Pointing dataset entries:
▼▼▼

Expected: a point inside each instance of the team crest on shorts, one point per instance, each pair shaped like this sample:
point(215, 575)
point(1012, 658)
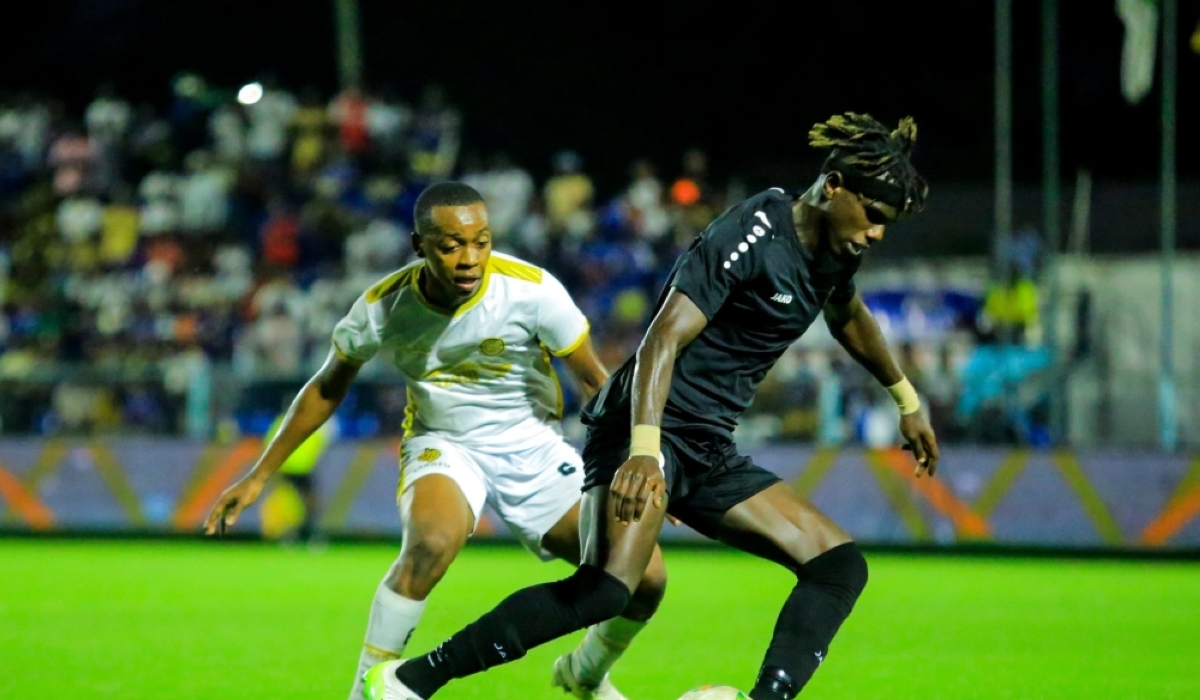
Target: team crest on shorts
point(491, 347)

▲▲▲

- _INSTRUCTIONS TO FOLLOW_: Lay out the lines of the entries above as a Markdown table with the columns "Row" and "Line", numbering each row and skipping blank lines. Leave the pictures out of your answer.

- _RESPONSE BELOW_:
| Row | Line |
|---|---|
| 1 | Expected: a point inside each instance of the team crest on shorts, one point per instance, each pair shaped like this sample: |
| 2 | point(215, 575) |
| 3 | point(1012, 658) |
| 4 | Target: team crest on shorts |
| 5 | point(491, 347) |